*** INPUT DATA ***
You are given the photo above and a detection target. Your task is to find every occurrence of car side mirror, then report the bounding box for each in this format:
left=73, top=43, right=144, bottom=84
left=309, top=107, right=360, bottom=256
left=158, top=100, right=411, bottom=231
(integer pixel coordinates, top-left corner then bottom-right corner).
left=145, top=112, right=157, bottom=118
***
◆ WORK INSTRUCTIONS ◆
Print only the lines from the one with "left=73, top=43, right=144, bottom=84" to the end of the records, both included.

◆ PROBLEM SOLUTION ◆
left=73, top=43, right=144, bottom=84
left=309, top=107, right=360, bottom=256
left=158, top=100, right=411, bottom=231
(integer pixel coordinates, top-left corner then bottom-right corner).
left=145, top=112, right=157, bottom=118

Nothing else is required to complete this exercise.